[INPUT RECORDS]
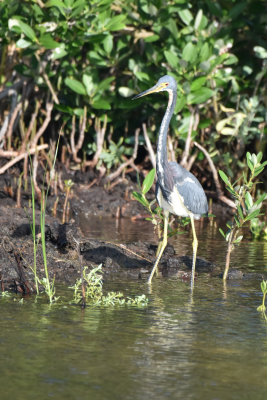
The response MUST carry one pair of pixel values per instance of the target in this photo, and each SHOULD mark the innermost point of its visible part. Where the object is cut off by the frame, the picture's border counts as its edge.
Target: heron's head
(166, 83)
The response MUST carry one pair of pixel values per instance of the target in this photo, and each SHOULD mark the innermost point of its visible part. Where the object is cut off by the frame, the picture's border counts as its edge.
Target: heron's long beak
(156, 88)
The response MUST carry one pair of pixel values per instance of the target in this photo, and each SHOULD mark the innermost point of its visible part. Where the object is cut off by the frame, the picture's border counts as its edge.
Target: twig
(11, 123)
(128, 162)
(149, 147)
(18, 156)
(219, 191)
(34, 177)
(49, 108)
(76, 147)
(171, 149)
(188, 142)
(42, 65)
(100, 135)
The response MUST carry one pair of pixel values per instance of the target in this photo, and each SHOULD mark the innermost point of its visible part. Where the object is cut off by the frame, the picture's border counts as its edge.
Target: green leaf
(248, 200)
(172, 59)
(254, 159)
(105, 84)
(198, 83)
(185, 16)
(23, 44)
(24, 28)
(260, 52)
(260, 199)
(124, 91)
(59, 52)
(48, 42)
(259, 157)
(224, 177)
(263, 286)
(101, 104)
(108, 43)
(252, 215)
(189, 52)
(75, 85)
(222, 232)
(116, 23)
(204, 52)
(198, 19)
(249, 163)
(88, 83)
(238, 240)
(139, 197)
(200, 96)
(148, 181)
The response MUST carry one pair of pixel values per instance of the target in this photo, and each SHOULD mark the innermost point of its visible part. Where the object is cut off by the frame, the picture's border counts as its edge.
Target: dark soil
(68, 251)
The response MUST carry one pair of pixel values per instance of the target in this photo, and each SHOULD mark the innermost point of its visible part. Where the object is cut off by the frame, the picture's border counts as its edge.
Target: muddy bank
(68, 252)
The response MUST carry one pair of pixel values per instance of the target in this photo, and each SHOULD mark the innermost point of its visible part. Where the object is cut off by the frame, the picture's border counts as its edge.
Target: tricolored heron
(177, 190)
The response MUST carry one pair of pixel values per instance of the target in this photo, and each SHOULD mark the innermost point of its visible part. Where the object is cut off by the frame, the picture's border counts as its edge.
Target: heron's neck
(162, 157)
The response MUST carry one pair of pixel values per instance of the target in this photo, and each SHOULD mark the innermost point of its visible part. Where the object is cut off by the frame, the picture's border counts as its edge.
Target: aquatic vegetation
(68, 183)
(262, 307)
(247, 208)
(89, 290)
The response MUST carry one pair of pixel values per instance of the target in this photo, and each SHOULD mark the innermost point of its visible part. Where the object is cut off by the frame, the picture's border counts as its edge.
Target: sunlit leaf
(48, 42)
(172, 59)
(200, 96)
(148, 181)
(185, 16)
(224, 177)
(189, 52)
(101, 104)
(75, 85)
(15, 24)
(23, 44)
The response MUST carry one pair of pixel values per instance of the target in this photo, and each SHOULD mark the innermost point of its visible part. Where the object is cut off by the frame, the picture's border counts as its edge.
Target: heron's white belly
(175, 205)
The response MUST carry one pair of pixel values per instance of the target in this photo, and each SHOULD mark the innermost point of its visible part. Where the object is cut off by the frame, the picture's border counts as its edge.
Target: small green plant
(89, 289)
(246, 208)
(48, 285)
(258, 229)
(68, 183)
(262, 307)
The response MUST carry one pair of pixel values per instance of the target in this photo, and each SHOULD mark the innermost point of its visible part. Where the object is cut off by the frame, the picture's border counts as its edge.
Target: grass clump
(89, 290)
(262, 307)
(247, 207)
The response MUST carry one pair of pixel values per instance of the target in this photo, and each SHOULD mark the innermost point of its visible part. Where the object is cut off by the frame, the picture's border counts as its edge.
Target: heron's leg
(161, 247)
(195, 244)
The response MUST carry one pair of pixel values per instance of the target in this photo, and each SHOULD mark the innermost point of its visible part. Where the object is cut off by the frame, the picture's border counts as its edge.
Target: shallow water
(212, 345)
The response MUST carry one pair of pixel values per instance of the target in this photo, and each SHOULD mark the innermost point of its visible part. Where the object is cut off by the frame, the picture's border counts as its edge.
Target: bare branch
(76, 147)
(219, 191)
(100, 136)
(149, 147)
(18, 156)
(194, 119)
(115, 174)
(49, 108)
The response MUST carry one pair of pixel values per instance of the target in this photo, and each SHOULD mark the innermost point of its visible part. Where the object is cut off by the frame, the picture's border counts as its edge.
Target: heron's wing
(189, 189)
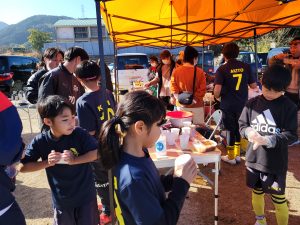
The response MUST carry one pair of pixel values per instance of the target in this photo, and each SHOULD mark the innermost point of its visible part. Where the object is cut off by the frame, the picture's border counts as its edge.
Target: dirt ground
(33, 193)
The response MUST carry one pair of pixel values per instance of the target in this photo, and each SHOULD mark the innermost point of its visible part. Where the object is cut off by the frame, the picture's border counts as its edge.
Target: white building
(84, 33)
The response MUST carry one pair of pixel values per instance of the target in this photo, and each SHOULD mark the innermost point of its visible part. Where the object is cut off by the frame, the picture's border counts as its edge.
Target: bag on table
(186, 97)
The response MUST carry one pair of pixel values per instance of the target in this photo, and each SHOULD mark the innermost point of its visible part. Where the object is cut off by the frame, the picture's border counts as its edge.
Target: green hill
(18, 33)
(2, 25)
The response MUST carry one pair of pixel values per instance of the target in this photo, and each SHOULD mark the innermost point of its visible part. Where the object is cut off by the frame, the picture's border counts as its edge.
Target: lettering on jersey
(238, 70)
(265, 123)
(118, 208)
(74, 151)
(109, 111)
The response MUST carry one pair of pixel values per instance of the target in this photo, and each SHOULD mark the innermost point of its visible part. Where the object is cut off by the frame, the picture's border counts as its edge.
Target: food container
(204, 145)
(178, 117)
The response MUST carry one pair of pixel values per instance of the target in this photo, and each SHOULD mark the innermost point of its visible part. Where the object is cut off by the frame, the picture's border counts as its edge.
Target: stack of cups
(174, 135)
(180, 161)
(185, 135)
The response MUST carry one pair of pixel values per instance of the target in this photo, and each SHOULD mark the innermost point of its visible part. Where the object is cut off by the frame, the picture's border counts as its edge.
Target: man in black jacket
(51, 59)
(61, 81)
(10, 153)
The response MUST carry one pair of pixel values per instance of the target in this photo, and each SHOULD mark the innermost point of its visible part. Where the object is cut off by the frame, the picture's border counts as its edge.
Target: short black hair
(53, 105)
(74, 52)
(51, 53)
(277, 78)
(165, 54)
(190, 53)
(88, 70)
(153, 58)
(297, 38)
(231, 50)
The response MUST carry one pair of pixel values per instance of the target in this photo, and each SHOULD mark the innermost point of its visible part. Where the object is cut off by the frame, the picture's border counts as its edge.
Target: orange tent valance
(175, 23)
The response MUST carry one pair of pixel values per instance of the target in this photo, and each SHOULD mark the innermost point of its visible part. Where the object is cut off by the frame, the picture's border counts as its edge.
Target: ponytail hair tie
(119, 126)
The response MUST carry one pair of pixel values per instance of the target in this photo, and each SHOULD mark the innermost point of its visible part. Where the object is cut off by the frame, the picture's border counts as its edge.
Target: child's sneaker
(104, 219)
(258, 223)
(100, 207)
(260, 220)
(226, 159)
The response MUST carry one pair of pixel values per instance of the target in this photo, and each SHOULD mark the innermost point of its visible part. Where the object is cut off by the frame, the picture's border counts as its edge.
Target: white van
(131, 67)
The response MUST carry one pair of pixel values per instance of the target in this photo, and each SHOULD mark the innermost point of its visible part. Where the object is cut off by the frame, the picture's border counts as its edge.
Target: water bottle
(161, 146)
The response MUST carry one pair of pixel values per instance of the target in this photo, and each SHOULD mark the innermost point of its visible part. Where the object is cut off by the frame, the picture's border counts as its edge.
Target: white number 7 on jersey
(238, 83)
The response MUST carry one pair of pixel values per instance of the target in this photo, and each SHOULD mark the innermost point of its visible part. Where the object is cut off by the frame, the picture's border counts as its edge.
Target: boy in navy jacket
(269, 122)
(10, 152)
(65, 152)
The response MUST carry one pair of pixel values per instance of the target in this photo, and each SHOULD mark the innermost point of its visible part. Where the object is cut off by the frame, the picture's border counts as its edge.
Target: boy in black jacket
(269, 122)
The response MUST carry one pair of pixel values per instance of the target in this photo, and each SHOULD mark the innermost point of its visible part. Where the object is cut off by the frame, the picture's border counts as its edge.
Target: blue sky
(14, 11)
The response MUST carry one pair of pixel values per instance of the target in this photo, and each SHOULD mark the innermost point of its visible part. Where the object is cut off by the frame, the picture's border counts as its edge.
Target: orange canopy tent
(174, 23)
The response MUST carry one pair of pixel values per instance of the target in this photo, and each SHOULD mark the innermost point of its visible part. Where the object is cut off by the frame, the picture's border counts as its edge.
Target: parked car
(276, 51)
(263, 59)
(15, 68)
(208, 65)
(131, 67)
(249, 58)
(111, 66)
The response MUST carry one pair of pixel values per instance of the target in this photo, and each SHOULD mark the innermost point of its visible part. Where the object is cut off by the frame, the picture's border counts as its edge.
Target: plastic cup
(186, 130)
(187, 123)
(179, 163)
(171, 138)
(175, 131)
(160, 146)
(184, 141)
(193, 130)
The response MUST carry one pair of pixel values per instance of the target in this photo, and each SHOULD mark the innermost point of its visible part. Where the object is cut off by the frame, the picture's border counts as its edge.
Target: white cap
(182, 159)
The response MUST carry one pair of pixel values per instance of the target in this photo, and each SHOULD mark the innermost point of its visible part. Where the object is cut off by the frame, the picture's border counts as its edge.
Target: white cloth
(2, 211)
(198, 114)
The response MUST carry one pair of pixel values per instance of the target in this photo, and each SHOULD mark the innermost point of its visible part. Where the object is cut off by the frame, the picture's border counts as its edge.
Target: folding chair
(217, 118)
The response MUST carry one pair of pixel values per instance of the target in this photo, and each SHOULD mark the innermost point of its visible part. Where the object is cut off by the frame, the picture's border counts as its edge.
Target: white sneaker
(295, 143)
(258, 223)
(230, 161)
(238, 159)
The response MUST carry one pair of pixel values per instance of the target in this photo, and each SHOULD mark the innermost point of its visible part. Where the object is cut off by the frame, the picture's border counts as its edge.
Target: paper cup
(184, 141)
(175, 131)
(186, 130)
(171, 139)
(187, 123)
(193, 130)
(180, 162)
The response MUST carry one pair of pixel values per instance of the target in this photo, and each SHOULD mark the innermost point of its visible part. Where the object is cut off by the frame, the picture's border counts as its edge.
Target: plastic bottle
(161, 146)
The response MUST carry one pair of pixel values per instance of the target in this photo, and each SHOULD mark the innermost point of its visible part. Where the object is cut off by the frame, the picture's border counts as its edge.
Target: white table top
(174, 151)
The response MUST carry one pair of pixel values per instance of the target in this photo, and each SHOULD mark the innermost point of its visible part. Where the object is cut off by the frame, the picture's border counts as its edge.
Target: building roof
(76, 23)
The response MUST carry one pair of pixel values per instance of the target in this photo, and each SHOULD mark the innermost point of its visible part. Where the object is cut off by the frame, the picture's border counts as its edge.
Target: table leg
(29, 118)
(216, 191)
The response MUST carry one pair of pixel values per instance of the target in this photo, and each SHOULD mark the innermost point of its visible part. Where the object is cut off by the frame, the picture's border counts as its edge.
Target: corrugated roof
(76, 23)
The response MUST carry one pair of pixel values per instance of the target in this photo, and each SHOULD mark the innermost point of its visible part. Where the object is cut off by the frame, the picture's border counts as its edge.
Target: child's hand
(53, 157)
(68, 156)
(188, 172)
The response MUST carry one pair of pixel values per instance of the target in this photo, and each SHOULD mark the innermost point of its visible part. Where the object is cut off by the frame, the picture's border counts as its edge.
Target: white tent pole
(255, 50)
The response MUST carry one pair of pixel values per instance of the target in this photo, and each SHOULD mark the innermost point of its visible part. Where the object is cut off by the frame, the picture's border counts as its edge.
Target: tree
(37, 39)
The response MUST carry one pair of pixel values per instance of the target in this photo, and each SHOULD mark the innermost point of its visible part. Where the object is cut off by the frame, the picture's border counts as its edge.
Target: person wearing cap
(52, 57)
(152, 74)
(61, 81)
(93, 108)
(10, 152)
(183, 81)
(291, 61)
(231, 84)
(163, 78)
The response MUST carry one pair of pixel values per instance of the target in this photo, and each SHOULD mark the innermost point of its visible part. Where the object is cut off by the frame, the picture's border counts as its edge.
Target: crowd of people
(85, 133)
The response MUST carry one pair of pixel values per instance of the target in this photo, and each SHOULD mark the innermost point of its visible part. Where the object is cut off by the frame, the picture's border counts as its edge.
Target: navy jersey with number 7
(234, 76)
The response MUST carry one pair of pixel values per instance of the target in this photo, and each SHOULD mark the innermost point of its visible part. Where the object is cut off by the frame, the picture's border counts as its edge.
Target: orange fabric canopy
(175, 23)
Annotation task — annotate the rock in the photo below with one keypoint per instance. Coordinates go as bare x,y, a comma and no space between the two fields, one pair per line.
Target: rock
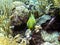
47,43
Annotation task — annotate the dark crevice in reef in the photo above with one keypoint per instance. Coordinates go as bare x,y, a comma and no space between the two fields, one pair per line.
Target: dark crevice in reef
53,24
19,29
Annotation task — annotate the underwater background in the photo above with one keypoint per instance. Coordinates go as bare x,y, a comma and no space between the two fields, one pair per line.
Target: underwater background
29,22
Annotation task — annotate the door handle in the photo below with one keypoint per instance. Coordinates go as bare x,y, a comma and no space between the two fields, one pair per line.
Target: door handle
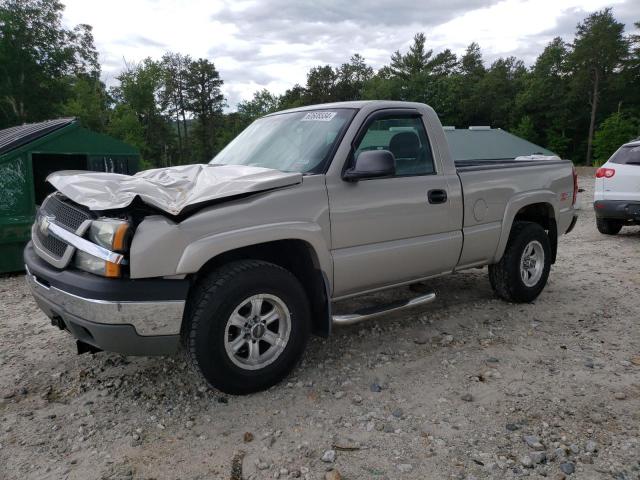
437,196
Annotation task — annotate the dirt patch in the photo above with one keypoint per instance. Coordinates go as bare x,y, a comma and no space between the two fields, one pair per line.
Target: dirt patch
468,387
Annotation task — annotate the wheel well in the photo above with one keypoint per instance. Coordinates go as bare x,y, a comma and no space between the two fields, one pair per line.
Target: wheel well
298,257
544,215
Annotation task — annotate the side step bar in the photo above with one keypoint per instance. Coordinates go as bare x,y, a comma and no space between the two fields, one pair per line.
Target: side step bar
380,310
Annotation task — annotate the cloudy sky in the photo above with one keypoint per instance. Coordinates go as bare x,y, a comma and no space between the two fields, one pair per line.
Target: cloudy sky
273,43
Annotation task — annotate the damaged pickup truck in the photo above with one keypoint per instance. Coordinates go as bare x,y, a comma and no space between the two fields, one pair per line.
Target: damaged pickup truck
239,261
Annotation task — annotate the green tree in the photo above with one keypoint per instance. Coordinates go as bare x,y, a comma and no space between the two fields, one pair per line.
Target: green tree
37,55
295,96
613,132
525,129
466,88
352,77
544,97
139,89
173,99
89,101
599,49
262,103
205,101
321,84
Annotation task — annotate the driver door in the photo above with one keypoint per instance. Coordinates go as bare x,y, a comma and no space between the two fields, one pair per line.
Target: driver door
387,231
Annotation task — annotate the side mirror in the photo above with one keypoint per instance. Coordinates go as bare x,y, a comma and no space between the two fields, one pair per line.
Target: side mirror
371,164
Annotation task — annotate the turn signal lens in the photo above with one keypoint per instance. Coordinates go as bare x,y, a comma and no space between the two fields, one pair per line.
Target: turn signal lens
605,173
110,233
97,266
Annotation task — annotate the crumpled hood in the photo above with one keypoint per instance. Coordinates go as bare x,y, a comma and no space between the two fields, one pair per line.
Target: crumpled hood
169,189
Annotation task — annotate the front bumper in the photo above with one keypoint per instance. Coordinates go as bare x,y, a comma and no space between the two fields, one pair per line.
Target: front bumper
133,317
618,209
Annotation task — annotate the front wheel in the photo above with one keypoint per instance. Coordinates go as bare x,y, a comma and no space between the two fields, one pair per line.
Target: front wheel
608,226
522,272
247,326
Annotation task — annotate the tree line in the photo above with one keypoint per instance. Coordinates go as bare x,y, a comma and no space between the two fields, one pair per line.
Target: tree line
580,99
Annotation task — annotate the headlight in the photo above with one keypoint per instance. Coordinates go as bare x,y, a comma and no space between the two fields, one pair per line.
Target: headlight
110,233
97,266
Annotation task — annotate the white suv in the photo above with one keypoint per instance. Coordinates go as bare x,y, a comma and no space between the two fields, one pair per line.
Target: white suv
617,194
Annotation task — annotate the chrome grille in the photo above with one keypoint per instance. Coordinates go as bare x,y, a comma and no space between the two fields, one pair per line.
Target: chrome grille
53,245
65,215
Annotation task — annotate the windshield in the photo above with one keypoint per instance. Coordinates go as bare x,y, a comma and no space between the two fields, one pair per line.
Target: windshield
627,155
289,142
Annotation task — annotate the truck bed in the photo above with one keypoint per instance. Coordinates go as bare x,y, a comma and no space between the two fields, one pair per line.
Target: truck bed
473,165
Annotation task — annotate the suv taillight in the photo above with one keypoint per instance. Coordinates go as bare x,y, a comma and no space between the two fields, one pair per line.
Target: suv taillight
575,185
605,173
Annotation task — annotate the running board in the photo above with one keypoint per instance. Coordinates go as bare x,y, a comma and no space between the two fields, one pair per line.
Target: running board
370,313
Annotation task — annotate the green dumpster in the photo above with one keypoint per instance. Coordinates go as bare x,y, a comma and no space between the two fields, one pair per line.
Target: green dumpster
28,153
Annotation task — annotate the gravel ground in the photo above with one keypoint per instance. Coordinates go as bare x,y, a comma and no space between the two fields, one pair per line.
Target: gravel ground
468,387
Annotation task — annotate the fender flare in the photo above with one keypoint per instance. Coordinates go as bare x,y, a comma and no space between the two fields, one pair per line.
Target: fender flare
514,206
197,253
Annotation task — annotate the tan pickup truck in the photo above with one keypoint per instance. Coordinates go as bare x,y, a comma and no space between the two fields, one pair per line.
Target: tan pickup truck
239,261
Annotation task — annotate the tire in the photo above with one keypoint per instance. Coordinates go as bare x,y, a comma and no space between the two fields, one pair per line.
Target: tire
211,335
506,276
608,226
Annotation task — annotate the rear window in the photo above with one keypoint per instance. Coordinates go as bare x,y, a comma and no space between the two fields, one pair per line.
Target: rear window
627,156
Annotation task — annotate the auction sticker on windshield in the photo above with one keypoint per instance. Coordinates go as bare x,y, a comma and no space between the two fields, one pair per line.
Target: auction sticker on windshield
318,117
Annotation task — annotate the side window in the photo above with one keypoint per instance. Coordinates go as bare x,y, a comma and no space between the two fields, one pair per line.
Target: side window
406,138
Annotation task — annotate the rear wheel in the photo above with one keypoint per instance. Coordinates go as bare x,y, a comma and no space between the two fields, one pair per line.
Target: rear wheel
247,327
522,272
608,226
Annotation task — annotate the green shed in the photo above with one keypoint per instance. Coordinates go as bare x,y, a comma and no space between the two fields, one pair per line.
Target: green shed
28,153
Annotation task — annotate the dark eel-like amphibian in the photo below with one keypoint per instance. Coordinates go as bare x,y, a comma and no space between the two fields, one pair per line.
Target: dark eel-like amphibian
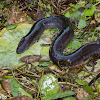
56,50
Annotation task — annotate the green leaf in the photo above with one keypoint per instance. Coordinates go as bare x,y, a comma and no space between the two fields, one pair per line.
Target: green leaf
81,82
59,95
48,84
14,85
69,98
82,23
89,12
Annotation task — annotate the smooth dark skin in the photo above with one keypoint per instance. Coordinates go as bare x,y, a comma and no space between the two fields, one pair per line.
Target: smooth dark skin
56,50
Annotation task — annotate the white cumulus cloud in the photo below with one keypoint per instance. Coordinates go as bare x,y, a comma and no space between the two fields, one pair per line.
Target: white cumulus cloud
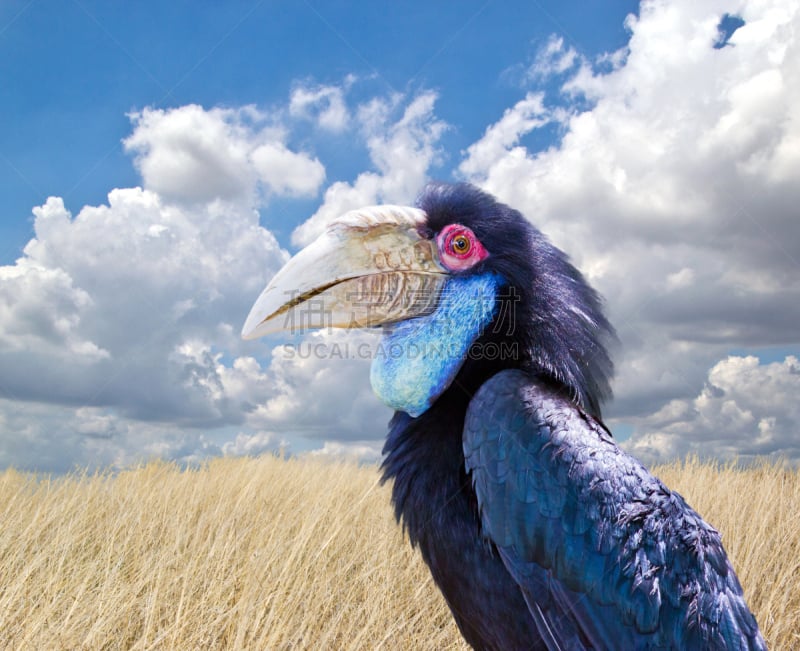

[TASK ITEM] Using the listing above, pick out each line that contains the word "cumulus", then copy it.

[TASK RESULT]
Annotation task — annotate the white cumulus cloud in the photo below with one keypoint per instance. Coordinates go as bare x,y, a comma and no space between the two fields, one pair per line.
Target: white cumulus cloud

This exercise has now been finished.